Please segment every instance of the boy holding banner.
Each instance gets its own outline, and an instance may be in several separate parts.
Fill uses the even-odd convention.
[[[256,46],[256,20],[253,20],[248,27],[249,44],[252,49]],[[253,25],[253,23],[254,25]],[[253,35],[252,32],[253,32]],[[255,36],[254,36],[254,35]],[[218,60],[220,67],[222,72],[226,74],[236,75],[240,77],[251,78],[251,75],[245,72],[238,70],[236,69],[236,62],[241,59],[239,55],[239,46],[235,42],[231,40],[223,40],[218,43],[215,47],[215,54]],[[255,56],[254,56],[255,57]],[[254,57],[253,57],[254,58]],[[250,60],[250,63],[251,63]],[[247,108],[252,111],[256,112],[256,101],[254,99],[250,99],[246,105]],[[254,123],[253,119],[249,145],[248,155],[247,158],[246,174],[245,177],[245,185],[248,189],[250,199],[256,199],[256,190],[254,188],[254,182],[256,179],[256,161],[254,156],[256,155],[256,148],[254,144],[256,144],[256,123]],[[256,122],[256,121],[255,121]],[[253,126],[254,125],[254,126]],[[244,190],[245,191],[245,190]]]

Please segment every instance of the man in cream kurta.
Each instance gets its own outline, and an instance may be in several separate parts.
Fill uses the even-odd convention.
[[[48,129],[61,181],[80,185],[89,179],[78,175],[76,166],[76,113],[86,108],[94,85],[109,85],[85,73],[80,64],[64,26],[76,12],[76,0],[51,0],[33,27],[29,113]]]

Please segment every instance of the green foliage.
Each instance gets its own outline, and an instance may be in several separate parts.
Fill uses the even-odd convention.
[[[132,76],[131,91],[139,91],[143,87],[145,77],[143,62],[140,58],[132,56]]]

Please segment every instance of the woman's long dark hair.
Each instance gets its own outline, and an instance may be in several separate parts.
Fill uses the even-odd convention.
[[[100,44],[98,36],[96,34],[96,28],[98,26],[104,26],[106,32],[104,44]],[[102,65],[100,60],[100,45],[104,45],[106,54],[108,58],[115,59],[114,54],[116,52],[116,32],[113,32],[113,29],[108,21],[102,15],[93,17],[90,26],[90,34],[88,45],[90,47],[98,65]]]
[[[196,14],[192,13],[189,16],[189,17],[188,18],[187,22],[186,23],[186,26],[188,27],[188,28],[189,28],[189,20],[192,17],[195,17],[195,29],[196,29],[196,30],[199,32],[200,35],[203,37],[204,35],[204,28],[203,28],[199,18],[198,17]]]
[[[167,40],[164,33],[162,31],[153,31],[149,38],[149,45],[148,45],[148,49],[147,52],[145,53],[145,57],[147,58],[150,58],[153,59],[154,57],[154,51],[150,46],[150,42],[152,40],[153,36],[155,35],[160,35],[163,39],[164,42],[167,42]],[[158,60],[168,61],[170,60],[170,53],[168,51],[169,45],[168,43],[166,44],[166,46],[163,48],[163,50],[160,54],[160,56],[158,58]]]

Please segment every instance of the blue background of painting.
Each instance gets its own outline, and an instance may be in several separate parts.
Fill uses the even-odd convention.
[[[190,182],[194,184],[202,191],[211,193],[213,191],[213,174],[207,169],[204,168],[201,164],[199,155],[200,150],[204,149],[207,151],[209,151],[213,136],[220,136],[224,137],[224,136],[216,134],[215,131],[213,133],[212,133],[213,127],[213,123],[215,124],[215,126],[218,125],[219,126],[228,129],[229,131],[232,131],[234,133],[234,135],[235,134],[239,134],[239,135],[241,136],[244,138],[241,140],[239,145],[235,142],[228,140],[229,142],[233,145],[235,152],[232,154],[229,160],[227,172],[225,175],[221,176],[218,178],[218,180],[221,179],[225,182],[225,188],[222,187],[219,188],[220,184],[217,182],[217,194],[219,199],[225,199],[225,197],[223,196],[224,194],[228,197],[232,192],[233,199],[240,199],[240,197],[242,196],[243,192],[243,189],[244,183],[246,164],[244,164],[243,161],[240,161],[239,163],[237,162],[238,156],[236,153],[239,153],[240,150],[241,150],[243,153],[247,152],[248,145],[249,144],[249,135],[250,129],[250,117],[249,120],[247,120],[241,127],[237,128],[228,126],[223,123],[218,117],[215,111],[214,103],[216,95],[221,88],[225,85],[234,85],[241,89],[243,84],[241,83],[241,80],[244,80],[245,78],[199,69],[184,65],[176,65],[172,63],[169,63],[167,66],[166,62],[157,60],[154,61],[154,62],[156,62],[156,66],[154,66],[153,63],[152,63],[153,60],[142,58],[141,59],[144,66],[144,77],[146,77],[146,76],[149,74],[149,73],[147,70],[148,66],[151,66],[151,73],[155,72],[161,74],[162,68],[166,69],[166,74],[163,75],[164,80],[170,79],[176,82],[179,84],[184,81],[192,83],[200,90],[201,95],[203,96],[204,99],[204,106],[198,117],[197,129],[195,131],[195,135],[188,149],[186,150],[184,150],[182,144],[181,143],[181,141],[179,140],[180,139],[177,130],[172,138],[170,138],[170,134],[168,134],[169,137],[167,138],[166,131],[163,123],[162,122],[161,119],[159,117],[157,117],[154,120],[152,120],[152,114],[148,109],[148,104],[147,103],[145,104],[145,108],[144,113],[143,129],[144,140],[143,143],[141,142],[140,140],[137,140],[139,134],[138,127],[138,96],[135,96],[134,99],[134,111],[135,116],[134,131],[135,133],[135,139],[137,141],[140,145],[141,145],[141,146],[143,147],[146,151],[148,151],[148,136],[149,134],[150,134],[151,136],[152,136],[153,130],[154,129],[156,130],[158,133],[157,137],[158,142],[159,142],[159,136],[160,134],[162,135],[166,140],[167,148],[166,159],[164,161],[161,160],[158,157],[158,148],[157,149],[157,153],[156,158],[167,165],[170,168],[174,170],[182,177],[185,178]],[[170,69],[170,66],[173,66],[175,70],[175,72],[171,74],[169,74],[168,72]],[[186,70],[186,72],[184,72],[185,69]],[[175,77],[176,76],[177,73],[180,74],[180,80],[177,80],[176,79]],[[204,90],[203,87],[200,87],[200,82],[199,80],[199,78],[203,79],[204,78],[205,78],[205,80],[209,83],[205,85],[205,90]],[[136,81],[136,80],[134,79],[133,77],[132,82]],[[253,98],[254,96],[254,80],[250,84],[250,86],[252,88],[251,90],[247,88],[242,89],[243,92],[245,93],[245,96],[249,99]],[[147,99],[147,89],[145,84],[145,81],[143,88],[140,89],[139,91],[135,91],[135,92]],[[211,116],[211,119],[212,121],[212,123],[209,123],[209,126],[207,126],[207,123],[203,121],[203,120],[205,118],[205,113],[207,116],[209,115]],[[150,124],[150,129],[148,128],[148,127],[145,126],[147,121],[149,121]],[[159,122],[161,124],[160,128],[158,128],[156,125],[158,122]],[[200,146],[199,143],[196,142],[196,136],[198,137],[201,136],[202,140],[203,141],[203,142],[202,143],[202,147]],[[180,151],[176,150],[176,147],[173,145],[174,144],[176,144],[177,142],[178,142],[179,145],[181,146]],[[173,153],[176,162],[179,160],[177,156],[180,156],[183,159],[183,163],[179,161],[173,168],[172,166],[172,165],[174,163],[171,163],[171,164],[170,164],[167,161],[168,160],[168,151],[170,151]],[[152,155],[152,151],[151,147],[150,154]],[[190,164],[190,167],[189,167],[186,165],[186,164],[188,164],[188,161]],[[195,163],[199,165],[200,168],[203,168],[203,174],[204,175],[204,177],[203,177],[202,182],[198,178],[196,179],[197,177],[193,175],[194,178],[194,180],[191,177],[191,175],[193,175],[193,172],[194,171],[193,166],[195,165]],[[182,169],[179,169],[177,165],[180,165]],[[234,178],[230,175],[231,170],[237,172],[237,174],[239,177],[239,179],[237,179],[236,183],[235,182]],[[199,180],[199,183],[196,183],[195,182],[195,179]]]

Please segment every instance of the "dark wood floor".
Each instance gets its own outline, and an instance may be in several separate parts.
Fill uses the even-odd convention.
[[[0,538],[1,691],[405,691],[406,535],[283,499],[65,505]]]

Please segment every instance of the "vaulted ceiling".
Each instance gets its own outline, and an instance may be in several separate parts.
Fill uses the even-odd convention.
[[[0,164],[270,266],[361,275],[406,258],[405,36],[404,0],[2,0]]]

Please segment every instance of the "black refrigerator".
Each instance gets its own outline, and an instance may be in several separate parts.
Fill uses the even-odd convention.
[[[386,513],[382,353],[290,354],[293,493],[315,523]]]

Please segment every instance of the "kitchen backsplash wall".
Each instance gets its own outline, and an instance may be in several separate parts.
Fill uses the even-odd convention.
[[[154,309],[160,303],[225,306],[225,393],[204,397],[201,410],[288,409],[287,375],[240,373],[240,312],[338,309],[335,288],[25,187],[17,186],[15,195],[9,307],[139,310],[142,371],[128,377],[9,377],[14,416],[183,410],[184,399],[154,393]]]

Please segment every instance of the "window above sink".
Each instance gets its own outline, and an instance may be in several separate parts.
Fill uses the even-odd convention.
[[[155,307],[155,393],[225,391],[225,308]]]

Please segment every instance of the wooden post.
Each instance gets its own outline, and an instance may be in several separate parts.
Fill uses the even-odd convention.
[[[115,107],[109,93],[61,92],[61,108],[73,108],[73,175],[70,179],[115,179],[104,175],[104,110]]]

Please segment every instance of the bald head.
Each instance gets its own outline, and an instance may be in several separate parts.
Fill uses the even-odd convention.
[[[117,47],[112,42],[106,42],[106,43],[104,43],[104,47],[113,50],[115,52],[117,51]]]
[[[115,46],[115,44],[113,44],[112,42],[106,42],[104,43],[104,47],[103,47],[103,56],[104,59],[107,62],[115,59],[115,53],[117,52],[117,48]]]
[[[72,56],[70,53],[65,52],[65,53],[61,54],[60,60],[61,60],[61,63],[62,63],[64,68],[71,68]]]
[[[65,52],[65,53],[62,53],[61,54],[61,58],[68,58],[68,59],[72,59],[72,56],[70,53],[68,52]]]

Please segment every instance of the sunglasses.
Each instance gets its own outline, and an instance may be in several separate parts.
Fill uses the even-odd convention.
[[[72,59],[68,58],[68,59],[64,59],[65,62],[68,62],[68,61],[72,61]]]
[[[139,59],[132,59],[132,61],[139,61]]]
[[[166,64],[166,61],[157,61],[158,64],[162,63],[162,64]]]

▸ TASK GOAL
Update the items from the line with "Please segment every instance of the sunglasses." through the end of the items, changing "sunglasses" to "eyeglasses" and leaving everything else the same.

▸ PROBLEM SOLUTION
Please segment every instance of the eyeglasses.
Each instance gets its own outline, and an instance may be in several separate parts.
Fill uses the even-odd convention.
[[[72,59],[68,58],[68,59],[64,59],[65,62],[68,62],[68,61],[72,61]]]
[[[139,59],[132,59],[132,61],[139,61]]]
[[[166,64],[166,61],[157,61],[158,64],[162,63],[162,64]]]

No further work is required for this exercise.